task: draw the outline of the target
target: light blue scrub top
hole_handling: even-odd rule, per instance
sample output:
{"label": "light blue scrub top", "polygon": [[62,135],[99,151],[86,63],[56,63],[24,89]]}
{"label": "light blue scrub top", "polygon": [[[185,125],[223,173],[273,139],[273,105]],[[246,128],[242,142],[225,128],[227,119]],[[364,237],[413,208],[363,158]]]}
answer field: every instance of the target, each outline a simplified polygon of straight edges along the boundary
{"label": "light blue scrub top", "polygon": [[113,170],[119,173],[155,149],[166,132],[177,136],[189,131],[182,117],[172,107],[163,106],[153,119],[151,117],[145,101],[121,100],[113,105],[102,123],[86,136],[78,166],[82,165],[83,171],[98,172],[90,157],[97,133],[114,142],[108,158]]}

▬▬▬▬▬▬▬▬▬▬

## Objective
Please retype every line of the items above, keeping each character the same.

## Exercise answer
task: draw the outline of the target
target: light blue scrub top
hole_handling: even-odd rule, per instance
sample output:
{"label": "light blue scrub top", "polygon": [[62,135],[99,151],[86,63],[56,63],[24,89]]}
{"label": "light blue scrub top", "polygon": [[[185,125],[223,173],[273,139],[273,105]],[[246,128],[242,142],[225,128],[227,119]],[[364,237],[413,208],[363,158]]]}
answer field: every instance of the target, each outline a simplified polygon of straight edges along the boundary
{"label": "light blue scrub top", "polygon": [[113,170],[119,173],[155,149],[166,132],[177,136],[189,131],[182,117],[172,107],[163,106],[153,119],[151,117],[145,101],[121,100],[113,105],[102,123],[86,136],[78,166],[82,165],[83,171],[98,172],[90,157],[97,133],[114,142],[108,158]]}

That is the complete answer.